Task instructions >> Could you repeat all of the entries exactly, leaving out any pictures?

(Supplied data)

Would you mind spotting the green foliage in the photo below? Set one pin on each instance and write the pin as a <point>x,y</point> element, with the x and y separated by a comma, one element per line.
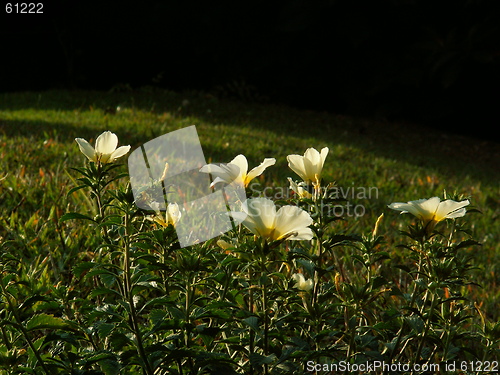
<point>90,285</point>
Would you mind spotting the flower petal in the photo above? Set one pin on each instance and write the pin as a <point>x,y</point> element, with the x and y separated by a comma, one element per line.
<point>86,149</point>
<point>118,153</point>
<point>106,143</point>
<point>257,171</point>
<point>261,216</point>
<point>292,219</point>
<point>450,209</point>
<point>241,162</point>
<point>296,164</point>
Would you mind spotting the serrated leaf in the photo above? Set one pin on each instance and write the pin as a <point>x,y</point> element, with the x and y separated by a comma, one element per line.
<point>45,321</point>
<point>80,268</point>
<point>257,359</point>
<point>253,322</point>
<point>75,215</point>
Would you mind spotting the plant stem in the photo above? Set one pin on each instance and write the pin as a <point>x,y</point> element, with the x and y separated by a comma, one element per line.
<point>130,298</point>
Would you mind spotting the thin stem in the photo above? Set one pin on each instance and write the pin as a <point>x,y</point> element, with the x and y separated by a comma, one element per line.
<point>130,298</point>
<point>426,331</point>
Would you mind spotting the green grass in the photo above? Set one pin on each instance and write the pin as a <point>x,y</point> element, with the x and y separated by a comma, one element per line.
<point>403,161</point>
<point>400,162</point>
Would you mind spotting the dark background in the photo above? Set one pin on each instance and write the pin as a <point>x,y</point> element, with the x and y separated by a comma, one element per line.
<point>431,62</point>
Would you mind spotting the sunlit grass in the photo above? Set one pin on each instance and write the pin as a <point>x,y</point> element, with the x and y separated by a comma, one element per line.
<point>373,163</point>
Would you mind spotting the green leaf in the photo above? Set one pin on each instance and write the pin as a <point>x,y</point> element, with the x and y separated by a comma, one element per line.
<point>75,215</point>
<point>259,359</point>
<point>253,322</point>
<point>45,321</point>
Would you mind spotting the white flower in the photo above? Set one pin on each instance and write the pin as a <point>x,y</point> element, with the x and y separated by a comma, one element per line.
<point>300,189</point>
<point>105,150</point>
<point>432,210</point>
<point>309,166</point>
<point>172,216</point>
<point>262,219</point>
<point>301,282</point>
<point>236,171</point>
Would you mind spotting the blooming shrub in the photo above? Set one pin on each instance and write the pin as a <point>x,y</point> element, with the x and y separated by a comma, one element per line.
<point>281,290</point>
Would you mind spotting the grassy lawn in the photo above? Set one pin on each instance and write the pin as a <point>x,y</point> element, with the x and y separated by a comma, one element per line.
<point>375,162</point>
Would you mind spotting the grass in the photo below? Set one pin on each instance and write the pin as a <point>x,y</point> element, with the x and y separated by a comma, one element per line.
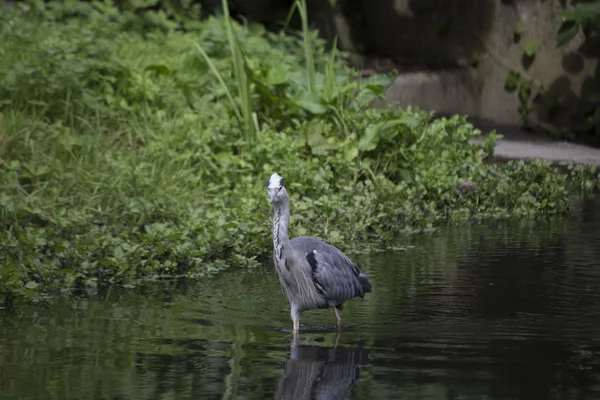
<point>133,149</point>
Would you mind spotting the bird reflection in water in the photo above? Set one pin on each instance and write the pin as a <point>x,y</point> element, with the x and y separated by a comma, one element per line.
<point>316,372</point>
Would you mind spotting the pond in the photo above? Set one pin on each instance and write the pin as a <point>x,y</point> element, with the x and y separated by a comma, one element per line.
<point>509,310</point>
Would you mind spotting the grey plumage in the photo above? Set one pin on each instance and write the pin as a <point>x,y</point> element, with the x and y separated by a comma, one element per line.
<point>312,273</point>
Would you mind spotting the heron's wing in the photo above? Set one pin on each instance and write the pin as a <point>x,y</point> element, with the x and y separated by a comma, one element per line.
<point>334,274</point>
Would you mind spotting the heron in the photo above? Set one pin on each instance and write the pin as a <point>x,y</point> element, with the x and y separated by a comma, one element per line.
<point>313,274</point>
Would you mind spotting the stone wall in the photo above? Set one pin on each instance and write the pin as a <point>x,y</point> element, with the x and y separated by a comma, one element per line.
<point>454,56</point>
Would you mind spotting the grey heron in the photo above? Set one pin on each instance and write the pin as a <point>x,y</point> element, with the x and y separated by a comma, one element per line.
<point>313,274</point>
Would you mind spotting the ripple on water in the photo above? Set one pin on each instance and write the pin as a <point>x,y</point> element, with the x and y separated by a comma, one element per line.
<point>482,312</point>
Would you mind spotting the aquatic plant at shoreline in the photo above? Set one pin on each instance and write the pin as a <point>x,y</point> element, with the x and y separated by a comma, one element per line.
<point>135,151</point>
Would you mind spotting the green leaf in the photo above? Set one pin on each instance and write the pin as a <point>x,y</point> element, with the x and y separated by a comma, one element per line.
<point>530,48</point>
<point>311,103</point>
<point>512,80</point>
<point>566,32</point>
<point>159,69</point>
<point>518,28</point>
<point>31,285</point>
<point>119,253</point>
<point>319,145</point>
<point>330,80</point>
<point>351,154</point>
<point>370,139</point>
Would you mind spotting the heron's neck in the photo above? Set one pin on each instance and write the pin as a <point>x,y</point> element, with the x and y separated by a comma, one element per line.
<point>281,221</point>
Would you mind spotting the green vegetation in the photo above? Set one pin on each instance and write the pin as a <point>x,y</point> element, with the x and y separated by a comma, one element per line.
<point>136,146</point>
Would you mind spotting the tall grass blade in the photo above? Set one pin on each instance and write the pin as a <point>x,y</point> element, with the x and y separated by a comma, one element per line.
<point>300,5</point>
<point>219,77</point>
<point>239,64</point>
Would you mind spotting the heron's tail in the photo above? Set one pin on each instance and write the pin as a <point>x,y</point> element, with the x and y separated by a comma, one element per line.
<point>364,282</point>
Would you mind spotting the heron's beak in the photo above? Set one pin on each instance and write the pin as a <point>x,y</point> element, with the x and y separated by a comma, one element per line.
<point>272,193</point>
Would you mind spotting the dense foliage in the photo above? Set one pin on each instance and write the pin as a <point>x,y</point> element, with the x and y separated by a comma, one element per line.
<point>132,148</point>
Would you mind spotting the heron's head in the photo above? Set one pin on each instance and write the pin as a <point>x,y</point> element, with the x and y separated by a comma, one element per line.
<point>275,189</point>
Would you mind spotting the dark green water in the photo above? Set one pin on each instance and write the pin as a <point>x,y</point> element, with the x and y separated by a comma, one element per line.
<point>510,311</point>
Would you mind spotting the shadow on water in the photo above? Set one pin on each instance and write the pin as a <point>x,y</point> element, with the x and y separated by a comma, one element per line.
<point>504,311</point>
<point>316,372</point>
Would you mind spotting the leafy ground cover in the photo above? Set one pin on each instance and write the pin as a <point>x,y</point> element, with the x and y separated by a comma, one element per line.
<point>136,146</point>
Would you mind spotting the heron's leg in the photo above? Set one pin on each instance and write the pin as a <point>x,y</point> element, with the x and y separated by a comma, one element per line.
<point>295,339</point>
<point>337,315</point>
<point>295,318</point>
<point>337,338</point>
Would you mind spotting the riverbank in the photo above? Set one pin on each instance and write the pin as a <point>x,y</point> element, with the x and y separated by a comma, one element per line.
<point>133,149</point>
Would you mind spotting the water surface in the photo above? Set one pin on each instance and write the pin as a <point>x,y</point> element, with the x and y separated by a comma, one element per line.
<point>502,311</point>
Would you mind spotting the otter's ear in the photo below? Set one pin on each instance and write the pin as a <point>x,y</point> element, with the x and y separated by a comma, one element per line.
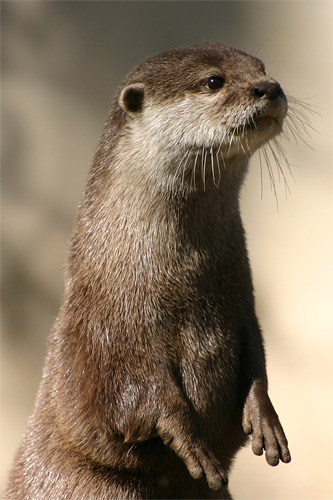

(End Supplied data)

Reply to the exercise >>
Would you mind spotting the green foliage in the photo below? Set one pin on each instance and write the pin as a <point>x,y</point> element, with the x and y separated by a comma, one element per line.
<point>90,285</point>
Would you mind spotting the flower petal in the photo above? Set one pin on each instance and write the pin as a <point>x,y</point> element, with the x and y separated by a comma, one element per line.
<point>86,149</point>
<point>118,153</point>
<point>106,143</point>
<point>257,171</point>
<point>261,216</point>
<point>292,219</point>
<point>450,209</point>
<point>241,162</point>
<point>296,164</point>
Would you mind spotting the serrated leaf in the photo above? Set one pin on each instance and write the pin as a <point>x,y</point> element, with the x and y separated by a comma, one element per line.
<point>45,321</point>
<point>80,268</point>
<point>257,359</point>
<point>253,322</point>
<point>75,215</point>
Would you mind spotting the plant stem in the photo above? Set one pin on each instance and write the pin as a <point>x,y</point> element, with the x and y separated by a comma, one element per line.
<point>130,298</point>
Would you mind spotting the thin stem in the photo above? Set one pin on each instance and write the pin as a <point>x,y</point> element, with the x and y separated by a comma, one element per line.
<point>130,298</point>
<point>426,331</point>
Would you mind spotting the green grass in the photo above? Set one pin on each instance and write the pin as a <point>x,y</point> element, with the x and y separated by a comma, one element per line.
<point>403,161</point>
<point>400,162</point>
Would you mind spotting the dark background in the photo above? Set one pin on each instance and write the pin as a <point>x,y</point> element, with the x and y separated by a comma, one element per line.
<point>431,62</point>
Would you mind spotting the sunlit grass in the photo above? Set one pin on each instance and write the pin as a <point>x,y</point> element, with the x and y separated by a comma, one element per line.
<point>373,163</point>
Would you mind spotting the green leaf in the photo above? Set one pin on each instance and write the pin as a <point>x,y</point> element, with the x and y separated by a comma, one element per line.
<point>75,215</point>
<point>259,359</point>
<point>253,322</point>
<point>45,321</point>
Would you mind spotting the white flower in the photo above? Set one pin on each instance and write the pin as a <point>x,y</point> element, with the x and y separated by a comma, one element per line.
<point>300,189</point>
<point>105,150</point>
<point>432,210</point>
<point>309,166</point>
<point>172,216</point>
<point>262,219</point>
<point>301,282</point>
<point>236,171</point>
Would you mind spotting the blooming shrub in the photo above? Set one pin on each instance and write the pin as a <point>x,y</point> element, with the x and y separated by a comma, one element per line.
<point>281,290</point>
Would you mind spotting the grassy lawn in the photo above? Set one pin on each instance and write the pin as a <point>x,y</point> element, with the x and y separated by a comma, one element per line.
<point>375,162</point>
Would you mind spotting the grass in the photo below? Set one pin on each instance and write the pin as a <point>x,y</point> element, with the x and y separated by a comma, one element per line.
<point>133,149</point>
Would you mind spotting the bird reflection in water in the photo above? Set one pin on each instance and write the pin as a <point>x,y</point> element, with the x and y separated by a comma, one element per line.
<point>316,372</point>
Would you mind spotting the pond in the photo above? Set one pin on each instance and write the pin as a <point>x,y</point> element, with the x and y separated by a comma, one element per line.
<point>509,310</point>
Would you mind spotting the grey plumage in the photo above? Set one pin on each instance and write the pin as a <point>x,y</point> element, with the x and y separated by a comma, one element per line.
<point>312,273</point>
Would you mind spotting the heron's wing in the photo above? Set one pin on each instance and write the pin as a <point>x,y</point> element, with the x and y separated by a comma, one element per line.
<point>334,274</point>
Would you mind spotting the heron in the photo above? Set one pin on each instance and write the pin as a <point>x,y</point> element, with the x and y separated by a comma, one element per line.
<point>313,274</point>
Would you mind spotting the stone wall in the photo above? Set one pin on each instance and write the pin as a <point>x,y</point> element, with the x and y separated by a comma, one element per line.
<point>454,56</point>
Would you mind spotting the grey heron in the photo above? Set one pin on each instance and write the pin as a <point>x,y</point> element, with the x and y separated by a comma, one element per line.
<point>313,274</point>
Would you mind spotting the ripple on water in the photo above? Set one pin on each instance and write the pin as a <point>x,y</point> element, with the x and y separated by a comma, one element per line.
<point>482,312</point>
Would you mind spotting the aquatic plant at shoreline in the photo above? Set one pin on each instance and write the pin as a <point>x,y</point> element, with the x and y separated by a comma, one element per line.
<point>135,151</point>
Would you mind spotting the green leaf in the photo above? Set one pin on each instance and write the pin as a <point>x,y</point> element, with the x and y separated by a comma, one element per line.
<point>530,48</point>
<point>311,103</point>
<point>512,80</point>
<point>566,32</point>
<point>159,69</point>
<point>518,28</point>
<point>31,285</point>
<point>119,253</point>
<point>319,145</point>
<point>330,80</point>
<point>351,154</point>
<point>370,139</point>
Would you mind spotting the heron's neck in the photo above? Set one pin on each instance and write the pin as a <point>x,y</point> element, with the x and y separated by a comma, one element per line.
<point>281,221</point>
Would you mind spotting the green vegetation in the photo above? Set one pin on each instance and write the pin as a <point>x,y</point> element, with the x and y separated by a comma, one element per line.
<point>136,146</point>
Would you mind spotting the tall grass blade in the photo above? Set one pin on each instance and write the pin as a <point>x,y</point> element, with the x and y separated by a comma, one element per line.
<point>300,5</point>
<point>219,77</point>
<point>239,64</point>
Would you mind spotting the heron's tail in the photo above? Set one pin on each instance and write the pin as a <point>x,y</point> element, with the x and y separated by a comma, one element per line.
<point>364,282</point>
Would you mind spotting the heron's beak in the photo above? Set one pin on each instance and write the pin as a <point>x,y</point> element, with the x and y separated by a comma, one element per line.
<point>272,193</point>
Would you mind spotting the dense foliage in the photo above? Set one pin on each instance and write the pin as a <point>x,y</point> element, with the x and y separated by a comma, one element per line.
<point>132,148</point>
Would you mind spotting the heron's head in the photo above? Set one pin on each instance and write the pin as a <point>x,y</point> element, with the x and y separated by a comma, one element per line.
<point>275,189</point>
Would you mind spotting the dark green water in the photo above? Set one pin on each instance and write the pin as a <point>x,y</point> element, with the x and y separated by a comma, one element per line.
<point>510,311</point>
Would you mind spotting the shadow on water in the photo above? Set one pin on each instance and write the pin as a <point>x,y</point> element, with the x and y separated by a comma, one element per line.
<point>504,311</point>
<point>316,372</point>
Would you mind spotting the leafy ground cover in the photo above? Set one pin on each instance and write the pin as a <point>x,y</point> element, with the x and y separated by a comma, one element per line.
<point>136,146</point>
Would you mind spotting the heron's leg in the photo above? Set one pin on each instance and write the pin as a <point>x,y</point> element, with the x and y separated by a comma, one element per line.
<point>295,339</point>
<point>337,315</point>
<point>295,318</point>
<point>337,338</point>
Would you mind spotting the riverbank in the photo above? Set one pin on each instance and write the pin as a <point>x,y</point> element, with the x and y separated by a comma, one element per line.
<point>133,149</point>
Would you mind spotting the water surface in the photo above? Set one pin on each instance and write the pin as a <point>x,y</point> element, with the x and y separated by a comma, one element per line.
<point>502,311</point>
Would you mind spotting the otter's ear in the photo below? Set one pin on each instance and write the pin as a <point>x,y</point> element, with the x and y separated by a comma, one element per line.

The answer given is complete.